## WHAT YOU NEED TO DO
Using the data below, report how many lines hold the word "truck". Include nothing else in the reply.

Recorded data
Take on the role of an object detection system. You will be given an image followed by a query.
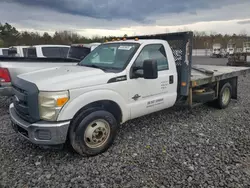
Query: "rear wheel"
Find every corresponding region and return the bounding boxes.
[69,110,118,156]
[217,82,232,109]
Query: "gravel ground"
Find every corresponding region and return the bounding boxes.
[1,59,250,188]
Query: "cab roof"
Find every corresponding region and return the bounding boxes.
[31,45,70,47]
[105,39,165,45]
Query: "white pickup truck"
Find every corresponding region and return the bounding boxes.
[26,45,70,58]
[9,32,250,156]
[0,57,79,96]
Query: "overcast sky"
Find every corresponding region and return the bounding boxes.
[0,0,250,37]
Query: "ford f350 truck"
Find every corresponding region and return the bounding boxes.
[9,32,250,156]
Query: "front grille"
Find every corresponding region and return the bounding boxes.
[12,77,40,123]
[13,84,37,123]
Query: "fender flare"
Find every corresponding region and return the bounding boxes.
[57,89,130,123]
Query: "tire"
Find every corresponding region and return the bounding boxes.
[217,82,232,109]
[69,110,118,156]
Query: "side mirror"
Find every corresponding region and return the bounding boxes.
[142,59,158,79]
[133,59,158,79]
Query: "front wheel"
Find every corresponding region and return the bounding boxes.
[69,110,118,156]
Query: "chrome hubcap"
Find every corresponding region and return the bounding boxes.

## FINISHED EXERCISE
2